* **Task to complete**
Begin at the top of the records and copy each line exactly. The line containing "Where can the stainless" is the last one to include.

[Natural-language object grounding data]
Start of Block

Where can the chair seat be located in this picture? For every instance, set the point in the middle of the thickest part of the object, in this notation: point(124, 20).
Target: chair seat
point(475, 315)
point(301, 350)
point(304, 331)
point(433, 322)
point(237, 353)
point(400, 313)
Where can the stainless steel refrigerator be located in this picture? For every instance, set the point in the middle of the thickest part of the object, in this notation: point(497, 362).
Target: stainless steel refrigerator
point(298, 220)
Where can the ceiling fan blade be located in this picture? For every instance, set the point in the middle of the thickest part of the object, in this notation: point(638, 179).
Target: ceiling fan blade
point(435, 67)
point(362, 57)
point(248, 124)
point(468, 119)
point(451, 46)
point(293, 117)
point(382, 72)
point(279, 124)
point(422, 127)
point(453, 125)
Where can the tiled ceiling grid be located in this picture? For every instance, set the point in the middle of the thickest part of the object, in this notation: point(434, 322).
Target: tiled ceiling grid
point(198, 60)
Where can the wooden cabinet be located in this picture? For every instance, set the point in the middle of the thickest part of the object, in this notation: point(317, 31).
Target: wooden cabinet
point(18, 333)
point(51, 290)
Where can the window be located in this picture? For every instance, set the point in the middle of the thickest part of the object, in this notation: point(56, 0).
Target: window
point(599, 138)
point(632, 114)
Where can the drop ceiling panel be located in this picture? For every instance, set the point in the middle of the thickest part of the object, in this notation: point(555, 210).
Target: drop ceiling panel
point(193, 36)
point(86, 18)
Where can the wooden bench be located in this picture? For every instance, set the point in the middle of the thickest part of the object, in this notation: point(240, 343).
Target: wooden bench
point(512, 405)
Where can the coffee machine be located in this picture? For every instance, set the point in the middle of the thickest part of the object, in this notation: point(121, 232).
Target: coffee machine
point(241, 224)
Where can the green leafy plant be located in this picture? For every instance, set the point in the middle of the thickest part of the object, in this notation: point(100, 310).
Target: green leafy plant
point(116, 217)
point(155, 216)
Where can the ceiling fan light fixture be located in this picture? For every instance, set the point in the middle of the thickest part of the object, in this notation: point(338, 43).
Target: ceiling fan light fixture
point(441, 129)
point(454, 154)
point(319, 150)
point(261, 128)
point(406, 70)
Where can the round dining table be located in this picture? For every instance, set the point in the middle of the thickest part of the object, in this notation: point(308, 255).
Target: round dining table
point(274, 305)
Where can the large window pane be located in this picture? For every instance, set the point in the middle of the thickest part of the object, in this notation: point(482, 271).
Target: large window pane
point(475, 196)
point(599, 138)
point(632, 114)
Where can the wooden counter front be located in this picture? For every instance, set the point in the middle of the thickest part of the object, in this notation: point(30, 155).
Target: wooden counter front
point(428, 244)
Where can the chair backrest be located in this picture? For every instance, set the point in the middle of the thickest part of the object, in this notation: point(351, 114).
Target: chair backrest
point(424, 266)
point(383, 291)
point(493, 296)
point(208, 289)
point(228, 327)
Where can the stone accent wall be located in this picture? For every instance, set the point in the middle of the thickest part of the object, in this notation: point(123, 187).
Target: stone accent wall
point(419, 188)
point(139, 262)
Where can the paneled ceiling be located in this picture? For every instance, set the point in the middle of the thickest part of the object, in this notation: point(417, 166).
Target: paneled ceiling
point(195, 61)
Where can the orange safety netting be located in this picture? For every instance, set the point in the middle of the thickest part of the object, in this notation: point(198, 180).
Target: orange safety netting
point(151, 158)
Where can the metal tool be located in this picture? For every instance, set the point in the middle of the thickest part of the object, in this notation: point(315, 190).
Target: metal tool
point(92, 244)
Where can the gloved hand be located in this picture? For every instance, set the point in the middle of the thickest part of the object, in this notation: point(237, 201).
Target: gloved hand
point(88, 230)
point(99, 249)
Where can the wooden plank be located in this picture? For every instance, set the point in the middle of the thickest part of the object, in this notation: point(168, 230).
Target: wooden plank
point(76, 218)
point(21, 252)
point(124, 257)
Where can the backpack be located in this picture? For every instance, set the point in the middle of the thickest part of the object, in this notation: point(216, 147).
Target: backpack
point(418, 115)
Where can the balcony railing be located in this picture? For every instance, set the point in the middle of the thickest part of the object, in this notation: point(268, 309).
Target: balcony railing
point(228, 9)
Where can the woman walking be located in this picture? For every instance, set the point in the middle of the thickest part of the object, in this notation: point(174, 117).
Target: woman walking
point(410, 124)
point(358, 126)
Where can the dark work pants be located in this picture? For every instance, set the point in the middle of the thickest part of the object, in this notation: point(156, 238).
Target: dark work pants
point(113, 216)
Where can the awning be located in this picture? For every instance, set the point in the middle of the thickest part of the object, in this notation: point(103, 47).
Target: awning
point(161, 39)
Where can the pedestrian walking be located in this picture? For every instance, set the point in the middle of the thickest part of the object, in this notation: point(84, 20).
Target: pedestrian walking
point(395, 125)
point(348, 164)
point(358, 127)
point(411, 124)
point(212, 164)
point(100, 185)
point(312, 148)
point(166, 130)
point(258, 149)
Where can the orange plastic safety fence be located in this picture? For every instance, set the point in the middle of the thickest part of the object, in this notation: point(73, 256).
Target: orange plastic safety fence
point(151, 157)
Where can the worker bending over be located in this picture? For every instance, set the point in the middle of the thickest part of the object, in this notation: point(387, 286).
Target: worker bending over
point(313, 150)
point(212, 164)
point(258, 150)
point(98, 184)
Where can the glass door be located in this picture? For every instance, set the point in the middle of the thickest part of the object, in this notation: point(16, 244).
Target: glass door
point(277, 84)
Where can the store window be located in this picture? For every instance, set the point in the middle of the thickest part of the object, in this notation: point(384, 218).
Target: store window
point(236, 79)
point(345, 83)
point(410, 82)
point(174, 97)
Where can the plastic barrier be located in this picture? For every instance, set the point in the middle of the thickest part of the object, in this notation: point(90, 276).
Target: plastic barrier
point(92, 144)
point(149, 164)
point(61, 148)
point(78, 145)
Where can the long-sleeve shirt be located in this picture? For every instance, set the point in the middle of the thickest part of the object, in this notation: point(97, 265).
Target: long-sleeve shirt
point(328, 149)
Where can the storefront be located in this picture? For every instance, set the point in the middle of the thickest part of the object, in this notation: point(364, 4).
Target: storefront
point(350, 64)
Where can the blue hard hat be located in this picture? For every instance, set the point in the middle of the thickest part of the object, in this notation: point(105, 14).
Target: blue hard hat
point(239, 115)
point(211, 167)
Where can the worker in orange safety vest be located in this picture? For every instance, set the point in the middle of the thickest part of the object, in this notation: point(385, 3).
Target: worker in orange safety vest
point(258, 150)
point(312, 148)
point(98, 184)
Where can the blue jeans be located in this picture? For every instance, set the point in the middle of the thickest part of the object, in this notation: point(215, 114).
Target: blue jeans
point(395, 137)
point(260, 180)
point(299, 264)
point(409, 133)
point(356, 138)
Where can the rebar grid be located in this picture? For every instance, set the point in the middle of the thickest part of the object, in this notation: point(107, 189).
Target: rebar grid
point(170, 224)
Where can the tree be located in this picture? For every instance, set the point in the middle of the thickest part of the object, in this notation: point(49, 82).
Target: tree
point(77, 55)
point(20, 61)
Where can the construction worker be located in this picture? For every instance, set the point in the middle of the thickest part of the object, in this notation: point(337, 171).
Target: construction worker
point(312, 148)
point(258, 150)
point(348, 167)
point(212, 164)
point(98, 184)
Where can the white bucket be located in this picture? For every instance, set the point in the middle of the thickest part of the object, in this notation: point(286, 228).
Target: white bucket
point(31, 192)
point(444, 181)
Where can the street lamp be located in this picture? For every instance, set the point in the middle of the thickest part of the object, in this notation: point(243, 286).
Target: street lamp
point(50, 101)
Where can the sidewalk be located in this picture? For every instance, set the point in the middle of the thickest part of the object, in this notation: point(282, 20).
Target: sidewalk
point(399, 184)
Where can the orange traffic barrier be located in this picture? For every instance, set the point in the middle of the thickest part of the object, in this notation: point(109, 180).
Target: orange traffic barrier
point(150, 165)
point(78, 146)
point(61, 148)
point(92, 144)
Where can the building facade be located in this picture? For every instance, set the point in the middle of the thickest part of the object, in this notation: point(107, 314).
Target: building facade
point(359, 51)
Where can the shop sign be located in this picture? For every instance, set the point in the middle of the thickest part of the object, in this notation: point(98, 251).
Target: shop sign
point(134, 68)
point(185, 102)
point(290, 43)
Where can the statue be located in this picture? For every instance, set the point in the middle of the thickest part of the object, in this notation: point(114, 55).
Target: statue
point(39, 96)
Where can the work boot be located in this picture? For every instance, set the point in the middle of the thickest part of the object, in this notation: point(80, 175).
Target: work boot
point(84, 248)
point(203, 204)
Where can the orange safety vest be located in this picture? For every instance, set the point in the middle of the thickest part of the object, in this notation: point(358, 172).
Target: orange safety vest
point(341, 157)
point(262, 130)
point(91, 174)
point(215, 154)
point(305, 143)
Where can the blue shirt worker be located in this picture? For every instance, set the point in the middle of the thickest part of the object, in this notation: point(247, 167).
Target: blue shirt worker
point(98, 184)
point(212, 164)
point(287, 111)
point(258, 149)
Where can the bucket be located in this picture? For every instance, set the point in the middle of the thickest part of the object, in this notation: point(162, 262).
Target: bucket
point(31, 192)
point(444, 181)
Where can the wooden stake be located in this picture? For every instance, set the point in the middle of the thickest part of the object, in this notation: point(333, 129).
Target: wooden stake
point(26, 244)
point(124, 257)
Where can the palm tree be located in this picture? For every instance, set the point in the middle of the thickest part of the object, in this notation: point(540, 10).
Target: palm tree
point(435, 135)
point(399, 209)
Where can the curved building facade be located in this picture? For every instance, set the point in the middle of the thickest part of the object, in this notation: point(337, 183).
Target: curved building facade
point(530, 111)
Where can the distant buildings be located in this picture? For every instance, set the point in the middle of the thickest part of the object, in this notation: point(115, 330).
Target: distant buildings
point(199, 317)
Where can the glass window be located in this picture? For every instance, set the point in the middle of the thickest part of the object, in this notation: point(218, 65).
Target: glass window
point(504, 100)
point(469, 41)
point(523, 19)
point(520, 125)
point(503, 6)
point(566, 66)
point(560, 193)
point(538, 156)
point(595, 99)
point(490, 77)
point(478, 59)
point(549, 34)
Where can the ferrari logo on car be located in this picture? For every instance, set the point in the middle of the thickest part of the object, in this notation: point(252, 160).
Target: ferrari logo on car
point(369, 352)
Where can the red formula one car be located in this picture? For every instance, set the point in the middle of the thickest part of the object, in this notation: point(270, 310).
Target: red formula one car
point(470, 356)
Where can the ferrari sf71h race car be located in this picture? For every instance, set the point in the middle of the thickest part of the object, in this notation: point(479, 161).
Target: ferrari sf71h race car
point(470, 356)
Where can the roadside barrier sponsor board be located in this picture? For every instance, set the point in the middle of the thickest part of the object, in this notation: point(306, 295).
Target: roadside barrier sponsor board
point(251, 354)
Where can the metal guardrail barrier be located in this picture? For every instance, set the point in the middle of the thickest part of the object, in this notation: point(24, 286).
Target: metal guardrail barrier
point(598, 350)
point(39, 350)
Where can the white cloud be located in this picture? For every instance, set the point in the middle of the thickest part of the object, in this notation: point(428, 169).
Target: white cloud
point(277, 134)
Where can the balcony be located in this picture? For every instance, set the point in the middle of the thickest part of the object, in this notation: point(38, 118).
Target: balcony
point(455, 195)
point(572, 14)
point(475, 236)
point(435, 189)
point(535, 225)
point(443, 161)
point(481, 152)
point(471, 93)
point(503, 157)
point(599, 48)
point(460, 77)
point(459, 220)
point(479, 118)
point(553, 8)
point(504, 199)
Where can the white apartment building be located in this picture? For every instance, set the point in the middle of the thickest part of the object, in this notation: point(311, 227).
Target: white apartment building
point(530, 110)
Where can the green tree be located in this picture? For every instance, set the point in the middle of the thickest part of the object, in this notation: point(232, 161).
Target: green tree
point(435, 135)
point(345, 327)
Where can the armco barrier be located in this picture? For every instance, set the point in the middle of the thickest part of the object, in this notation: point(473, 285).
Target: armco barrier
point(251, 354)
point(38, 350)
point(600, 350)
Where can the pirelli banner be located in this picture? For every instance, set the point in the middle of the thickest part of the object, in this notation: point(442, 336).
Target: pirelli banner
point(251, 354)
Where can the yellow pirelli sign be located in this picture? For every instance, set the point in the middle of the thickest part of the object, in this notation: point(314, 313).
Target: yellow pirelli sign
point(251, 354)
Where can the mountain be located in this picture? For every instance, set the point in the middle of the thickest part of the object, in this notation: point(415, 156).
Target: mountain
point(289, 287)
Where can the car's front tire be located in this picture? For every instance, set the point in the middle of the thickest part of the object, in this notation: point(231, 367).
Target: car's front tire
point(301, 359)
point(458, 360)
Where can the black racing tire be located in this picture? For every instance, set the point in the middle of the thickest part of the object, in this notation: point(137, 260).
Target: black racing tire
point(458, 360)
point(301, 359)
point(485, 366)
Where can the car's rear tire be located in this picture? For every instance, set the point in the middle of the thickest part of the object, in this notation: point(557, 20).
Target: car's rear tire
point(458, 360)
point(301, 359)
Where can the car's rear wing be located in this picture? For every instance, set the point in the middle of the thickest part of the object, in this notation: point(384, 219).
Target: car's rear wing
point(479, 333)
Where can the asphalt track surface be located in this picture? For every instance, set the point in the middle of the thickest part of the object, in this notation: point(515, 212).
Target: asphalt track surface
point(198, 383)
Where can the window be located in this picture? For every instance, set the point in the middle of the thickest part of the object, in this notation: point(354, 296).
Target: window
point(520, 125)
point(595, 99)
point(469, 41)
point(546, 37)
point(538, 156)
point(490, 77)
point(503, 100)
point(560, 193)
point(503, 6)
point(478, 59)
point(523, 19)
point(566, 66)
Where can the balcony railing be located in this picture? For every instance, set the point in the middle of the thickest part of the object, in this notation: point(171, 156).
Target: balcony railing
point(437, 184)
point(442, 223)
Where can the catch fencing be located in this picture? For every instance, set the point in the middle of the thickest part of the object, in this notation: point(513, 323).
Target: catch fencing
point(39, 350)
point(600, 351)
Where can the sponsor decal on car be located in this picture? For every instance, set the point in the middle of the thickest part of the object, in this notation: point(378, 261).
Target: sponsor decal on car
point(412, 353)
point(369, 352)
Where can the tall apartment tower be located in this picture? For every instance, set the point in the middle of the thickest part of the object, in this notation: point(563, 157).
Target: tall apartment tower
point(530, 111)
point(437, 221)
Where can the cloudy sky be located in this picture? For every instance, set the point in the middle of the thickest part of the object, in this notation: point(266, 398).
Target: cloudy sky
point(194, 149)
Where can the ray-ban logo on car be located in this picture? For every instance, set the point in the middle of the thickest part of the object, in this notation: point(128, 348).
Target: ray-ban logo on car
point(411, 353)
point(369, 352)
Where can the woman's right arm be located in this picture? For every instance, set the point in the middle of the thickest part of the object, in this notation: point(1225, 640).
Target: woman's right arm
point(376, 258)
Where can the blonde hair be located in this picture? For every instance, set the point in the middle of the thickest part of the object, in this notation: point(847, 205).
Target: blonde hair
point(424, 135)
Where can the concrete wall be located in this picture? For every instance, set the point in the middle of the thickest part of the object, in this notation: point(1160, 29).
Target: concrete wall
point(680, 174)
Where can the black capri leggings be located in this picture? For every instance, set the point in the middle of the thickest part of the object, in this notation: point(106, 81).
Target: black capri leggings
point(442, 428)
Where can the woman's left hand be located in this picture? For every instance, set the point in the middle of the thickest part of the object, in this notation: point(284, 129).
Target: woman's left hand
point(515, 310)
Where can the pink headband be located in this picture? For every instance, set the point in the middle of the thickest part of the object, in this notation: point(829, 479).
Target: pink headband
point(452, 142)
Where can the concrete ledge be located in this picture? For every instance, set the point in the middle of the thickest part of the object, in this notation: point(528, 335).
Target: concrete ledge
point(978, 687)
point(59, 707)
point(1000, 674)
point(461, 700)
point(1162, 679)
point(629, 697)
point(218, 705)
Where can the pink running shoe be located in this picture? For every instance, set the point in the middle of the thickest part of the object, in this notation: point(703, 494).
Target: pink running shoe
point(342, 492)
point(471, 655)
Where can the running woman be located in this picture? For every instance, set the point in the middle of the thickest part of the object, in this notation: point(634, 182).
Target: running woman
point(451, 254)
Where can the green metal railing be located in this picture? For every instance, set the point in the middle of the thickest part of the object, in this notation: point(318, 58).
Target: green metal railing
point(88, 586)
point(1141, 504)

End of Block

* **Answer box**
Where can the chair seat be located in this picture? For every instance, set the point in the middle of the thickest part of the object, in this notation: point(124, 20).
Target: chair seat
point(475, 315)
point(301, 350)
point(304, 331)
point(433, 322)
point(237, 353)
point(400, 313)
Where can the stainless steel refrigerator be located in this picture? For every instance, set the point in the middle of the thickest part of the object, in this notation: point(497, 362).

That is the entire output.